* [TEXT UNDER STUDY]:
++++++++

The #MeToo movement, a hashtag used on social media to demonstrate a widespread epidemic of sexual assault and harassment, is expected to bring change on how these situations are handled. It is also encouraging women to share their experiences in a show of solidarity. But for some, such as 23-year-old Salvadoran immigrant Laura Monterrosa, going public about her experiences could ultimately lead to her deportation.
Monterrosa has been held at T. Don Hutto Residential Center in Taylor, Texas for nine months.
Last fall, Monterrosa wrote a letter to Austin-based immigrant advocacy group Grassroots Leadership detailing the sexual abuse she endured at the hands of two guards, including a woman, beginning in June 2017.
“She looked for or took advantage of every moment she could to touch my breasts or my legs. she knew where and when she did it,” Monterrosa wrote in the letter. “She worked in the recreation area and what she did with me she did with other residents.”
Monterrosa didn’t immediately report the abuse because she was afraid her attackers would take reprisals. But she ultimately did, and, in the process, she inspired two other detainees to also come forward with similar allegations. In December, the FBI took over investigation of her case and interviewed Monterrosa for the first time in February.
Her courageous act has resulted in what she and her supporters say are various forms of retaliation from immigration officials and the immigrant detention center where she is held. For instance, Monterrosa, who has post-traumatic stress disorder and major depression, was placed in solitary confinement after allegedly refusing to eat in the cafeteria where one of her abusers worked. She attempted suicide in January.
This week, the Mexican American Legal Defense and Education Fund went before a federal court judge in Austin to request medical care for Monterrosa, who is seeking asylum. The judge ruled in their favor and Monterrosa will now receive much-needed mental and medical treatment off-site. MALDEF officials said they won’t hesitate to go back to court if U.S. Immigration and Customs Enforcement and the detention center fail to fulfill their constitutional obligations.

++++++++

* [DATASET RECORDS]:
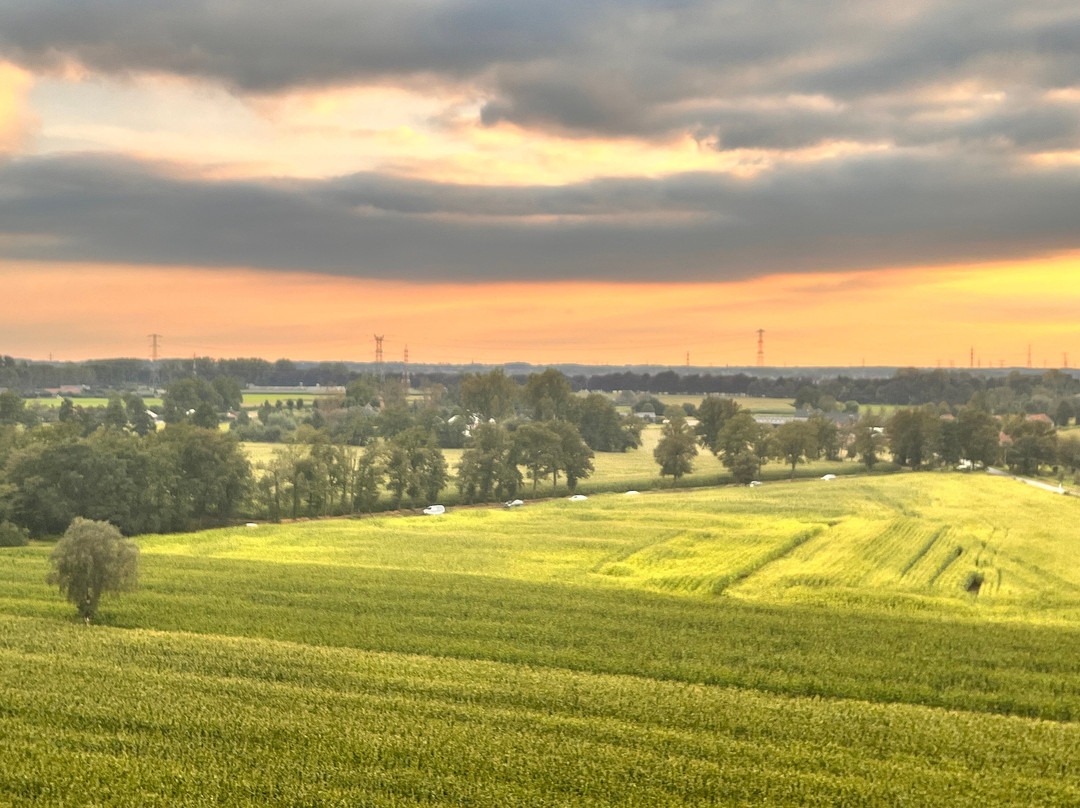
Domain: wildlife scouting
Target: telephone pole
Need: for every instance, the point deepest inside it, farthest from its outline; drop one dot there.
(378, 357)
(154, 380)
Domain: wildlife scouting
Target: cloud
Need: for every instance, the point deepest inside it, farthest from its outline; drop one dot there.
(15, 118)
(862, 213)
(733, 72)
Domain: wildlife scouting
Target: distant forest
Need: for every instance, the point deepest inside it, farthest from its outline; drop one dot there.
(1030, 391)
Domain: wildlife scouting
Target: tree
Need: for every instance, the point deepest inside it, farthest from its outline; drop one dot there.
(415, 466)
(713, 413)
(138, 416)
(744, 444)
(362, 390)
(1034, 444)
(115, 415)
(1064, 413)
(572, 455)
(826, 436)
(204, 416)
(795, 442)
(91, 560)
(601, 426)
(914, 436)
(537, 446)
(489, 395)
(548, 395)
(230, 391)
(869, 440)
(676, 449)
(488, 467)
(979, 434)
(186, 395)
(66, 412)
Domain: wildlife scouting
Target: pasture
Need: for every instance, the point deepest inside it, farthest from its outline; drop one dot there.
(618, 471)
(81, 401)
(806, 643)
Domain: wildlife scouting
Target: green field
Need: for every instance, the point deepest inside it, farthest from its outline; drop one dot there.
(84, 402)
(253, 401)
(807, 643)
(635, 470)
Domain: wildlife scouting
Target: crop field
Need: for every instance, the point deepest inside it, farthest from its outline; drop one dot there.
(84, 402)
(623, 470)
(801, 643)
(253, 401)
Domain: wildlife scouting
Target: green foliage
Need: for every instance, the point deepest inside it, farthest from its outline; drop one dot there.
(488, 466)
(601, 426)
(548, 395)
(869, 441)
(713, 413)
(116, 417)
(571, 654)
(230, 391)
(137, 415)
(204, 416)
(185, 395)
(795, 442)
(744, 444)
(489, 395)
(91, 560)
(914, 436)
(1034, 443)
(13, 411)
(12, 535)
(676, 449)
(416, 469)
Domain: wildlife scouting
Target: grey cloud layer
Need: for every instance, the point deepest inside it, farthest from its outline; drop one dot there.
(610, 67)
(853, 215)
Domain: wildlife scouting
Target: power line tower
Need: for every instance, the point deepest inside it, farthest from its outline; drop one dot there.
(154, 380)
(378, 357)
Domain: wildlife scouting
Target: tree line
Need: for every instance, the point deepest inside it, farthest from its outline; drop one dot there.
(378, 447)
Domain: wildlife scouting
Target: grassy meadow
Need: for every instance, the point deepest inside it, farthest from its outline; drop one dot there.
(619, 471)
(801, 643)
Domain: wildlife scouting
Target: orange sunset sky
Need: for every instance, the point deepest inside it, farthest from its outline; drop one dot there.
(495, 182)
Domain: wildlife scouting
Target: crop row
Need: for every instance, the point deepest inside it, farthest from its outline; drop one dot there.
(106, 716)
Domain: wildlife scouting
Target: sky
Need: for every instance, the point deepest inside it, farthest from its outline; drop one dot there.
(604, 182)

++++++++

* [WORK INSTRUCTION 1]:
Reproduce word for word the passage of the article on Laura Monterrosa's detention that starts at "Monterrosa didn’t immediately" and ends after "suicide in January.".
* [WORK INSTRUCTION 2]:
Extend the article on Laura Monterrosa's detention past its final sentence.

* [EXPECTED OUTPUT 1]:
Monterrosa didn’t immediately report the abuse because she was afraid her attackers would take reprisals. But she ultimately did, and, in the process, she inspired two other detainees to also come forward with similar allegations. In December, the FBI took over investigation of her case and interviewed Monterrosa for the first time in February.
Her courageous act has resulted in what she and her supporters say are various forms of retaliation from immigration officials and the immigrant detention center where she is held. For instance, Monterrosa, who has post-traumatic stress disorder and major depression, was placed in solitary confinement after allegedly refusing to eat in the cafeteria where one of her abusers worked. She attempted suicide in January.

* [EXPECTED OUTPUT 2]:
“We’re excited she will finally be able to access the medical resources she needs,” said MALDEF attorney Fatima Menendez. “We are working on getting her outside providers. They will not be selected and chosen by the detention center or ICE, but, we will provide that information to their attorneys, so they can agree.”
Menendez said the process could happen as quickly as next week. But Monterrosa’s supporters said she needs more than adequate medical treatment.
On Wednesday, Monterrosa said ICE officials tried to force her to sign travel papers for immediate deportation. Within hours, her advocates began camping out at Rep. Beto O’Rourke’s (D-El Paso) Austin office to demand that he immediately meets with Kirstjen M. Nielson, secretary at the U.S. Department of Homeland Security.
“We just talked to his Chief of Staff,” said Bethany Carson, immigration policy researcher and organizer at Grassroots Leadership on Wednesday afternoon. “He called someone at the Department of Homeland Security and is expecting to hear back within the hour.”
A rally, in which participants have vowed not to leave until action is taken, began Thursday morning and is a final effort to put pressure on DHS to grant Monterrosa a release from deportation. The rally and petition come shortly after the court hearing on her medical care.
“We need a champion and are looking to Rep. O’Rourke now to take action on his promise to support Laura by doing everything he can — which is a lot — to get her released from detention, said Claudia Muñoz, immigration programs director at Grassroots Leadership.
Supporters were still camped out as of Thursday night with no developments.
“A lot of the legal avenues are exhausted and we’re staying here until she’s released,” Carson said. “[O’Rourke] has reviewed other cases in the past and we believe in everything he is saying. He cares about folks and has spoken specifically to Laura’s case.”
In the meantime, she said Monterrosa is “extremely scared and hopeless” about her situation.
“We cannot accept that a woman seeking asylum in our country can be sexually assaulted and disappeared with impunity,” Muñoz said.
Monterrosa’s experience put T. Don Hutto Residential Center, which is operated by private prison company CoreCivic, back in the spotlight for its pattern of abuse, including the conviction of a guard for allegedly groping women in his custody on the way to the airport for deportation.
More than 45 congressional representatives, including O’Rourke, signed a letter calling for an investigation into sexual abuse at the detention center. According to Grassroots Leadership, less than 1 percent of sexual allegations made inside immigrant detention centers are investigated.